- **DIRECTIONS**:
**a)** In the profile of Christie Bergerson, why did she give up on becoming a physician after shadowing a surgeon?
**b)** Write the next part of the profile of Christie Bergerson, picking up after its final paragraph about her consultant role at Exponent.

- **SELECTED PASSAGE**:
===============
Throughout her life, Dr. Christie Bergerson ’11 ’15 knew she wanted to be a physician, until she didn’t. The summer after her freshman year, she shadowed a surgeon.
“I hated it,” she said. “It was the same thing over and over and over again. I found it much more interesting to think about the tools that were being used and how they figured out how to use a laser scalpel that only cuts right where it needs to cut or how we got the imaging modalities to work to where they're safe but still effective.”
Bergerson entered Texas A&M University as a biomedical engineering major after some advice from her grandfather, Dr. Rodger Koppa, associate professor emeritus in the Wm Michael Barnes ’64 Department of Industrial and Systems Engineering. That decision allowed her to easily shift her focus from medical school to industry.
After her bachelor’s degree, she remained at Texas A&M for her Ph.D., although her doctoral research was nontraditional. Instead of one project, she completed a survey Ph.D. that involved several projects that added up to the knowledge requirement for graduation. Some of these projects involved her work on the development of a bone implant interface for total knee replacement and a bone cuff for fractures.
“I found that my experience with this survey Ph.D. better reflected the needs and utilities that I now see in industry,” Bergerson said. “I tend to gravitate toward opportunities that are diverse in subject matter.”
After graduation, she joined Abbott Laboratories as a verification and validation engineer to work in next generation in vitro diagnostics technology outside of the body. Bergerson’s role involved drafting test protocols to ensure the instrument and its components would function as intended, and she also helped troubleshoot problems when the results of testing were different than expected. Once the technology was approved by various regulatory agencies and launched in the U.S. and internationally, Bergerson was promoted to systems engineer.
“The position is a single point of responsibility that sits in design review meetings and assures continuity across the system,” Bergerson said. “When I'm talking about a medical device system, particularly for these clinical lab in vitro diagnostics analyzers, we're talking a system with over 300 parts. It's very complex.”
In 2019, Bergerson was recruited by Exponent to serve in a similar role, but her new consultant position involves working on projects for multiple companies. Her areas of expertise are in vitro diagnostics, orthopedic biomechanics and artificial intelligence/software in medical devices.
===============
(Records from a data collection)
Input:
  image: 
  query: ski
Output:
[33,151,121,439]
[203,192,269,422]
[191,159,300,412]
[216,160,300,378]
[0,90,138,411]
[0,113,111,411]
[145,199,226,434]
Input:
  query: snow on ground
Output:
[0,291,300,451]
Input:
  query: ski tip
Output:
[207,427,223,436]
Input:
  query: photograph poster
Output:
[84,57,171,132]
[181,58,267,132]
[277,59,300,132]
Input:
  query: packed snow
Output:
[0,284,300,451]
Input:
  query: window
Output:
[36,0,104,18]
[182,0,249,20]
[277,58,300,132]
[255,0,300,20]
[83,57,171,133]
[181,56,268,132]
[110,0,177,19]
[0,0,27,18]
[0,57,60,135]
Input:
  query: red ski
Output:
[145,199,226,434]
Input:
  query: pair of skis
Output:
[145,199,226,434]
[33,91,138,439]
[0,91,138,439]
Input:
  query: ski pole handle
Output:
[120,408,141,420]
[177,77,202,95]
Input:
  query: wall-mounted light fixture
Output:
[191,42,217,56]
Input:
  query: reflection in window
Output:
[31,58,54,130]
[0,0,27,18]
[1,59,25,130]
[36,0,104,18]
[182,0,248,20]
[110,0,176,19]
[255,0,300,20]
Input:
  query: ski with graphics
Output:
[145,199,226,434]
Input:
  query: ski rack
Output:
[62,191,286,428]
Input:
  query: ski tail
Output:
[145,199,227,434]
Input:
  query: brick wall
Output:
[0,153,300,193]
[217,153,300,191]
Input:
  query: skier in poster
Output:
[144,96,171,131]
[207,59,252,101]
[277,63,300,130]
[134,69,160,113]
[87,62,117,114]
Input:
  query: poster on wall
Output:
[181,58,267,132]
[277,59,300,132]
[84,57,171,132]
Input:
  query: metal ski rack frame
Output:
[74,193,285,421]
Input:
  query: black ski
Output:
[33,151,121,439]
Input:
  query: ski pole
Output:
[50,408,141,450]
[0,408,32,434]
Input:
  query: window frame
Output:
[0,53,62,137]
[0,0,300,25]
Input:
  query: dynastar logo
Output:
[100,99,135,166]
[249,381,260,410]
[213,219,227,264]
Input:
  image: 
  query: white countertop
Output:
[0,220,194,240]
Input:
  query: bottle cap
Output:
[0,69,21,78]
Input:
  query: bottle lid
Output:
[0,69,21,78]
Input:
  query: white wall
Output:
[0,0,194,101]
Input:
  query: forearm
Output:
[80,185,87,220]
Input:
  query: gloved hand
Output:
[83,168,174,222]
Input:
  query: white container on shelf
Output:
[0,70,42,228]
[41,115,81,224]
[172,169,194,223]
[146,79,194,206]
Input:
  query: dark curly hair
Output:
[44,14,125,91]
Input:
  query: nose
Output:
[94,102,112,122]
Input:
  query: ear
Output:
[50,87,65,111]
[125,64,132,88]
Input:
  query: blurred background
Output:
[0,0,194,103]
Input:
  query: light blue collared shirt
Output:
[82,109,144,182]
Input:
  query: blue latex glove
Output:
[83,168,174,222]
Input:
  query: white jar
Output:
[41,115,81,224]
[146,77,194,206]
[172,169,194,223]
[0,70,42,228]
===============
- **ANSWERS PROVIDED**:
**a)** She hated the repetition of surgery, which she described as "the same thing over and over and over again." She found the tools themselves more interesting, such as how a laser scalpel cuts only where it needs to and how imaging modalities were made safe but still effective.

**b)**
Bergerson has not forgotten the people who impacted her as a student, and she works to help guide future engineers. She serves as an adjunct professor in biomedical engineering at Johns Hopkins University and has lectured at Texas A&M, Drexel University and the University of Maryland. She enjoys acting as a mentor to students.
“I hope they get perspective from someone who's currently going through it, because the policies, especially for artificial intelligence, are being updated continuously,” she said. “I also hope they get some validation as to what aspects of their education are important versus which ones you don't use quite as often in industry.”
Bergerson’s advice to students is to stress less on subject matter. Many of the questions she receives relate to students exploring career paths with a narrow focus, looking at which particular topic they want to commit to. Instead, she encourages people to consider what parts of projects, jobs or other experiences they’ve enjoyed — such as working in a team, working in a lab, working at home, etc. — to better identify what kind of job they’d like.
“If you can identify those fundamental elements that define your ideal job, the background information you need for a specific job will come easily,” Bergerson said. “When I switched from orthopedic biomechanics to in vitro diagnostics for my first job, I thought it was going to be terrible. I picked up the topic within a couple of months. The hard part was making sure that I liked the research environment. You'd be surprised; the flavor of engineering is so much less important than if you're happy day to day.”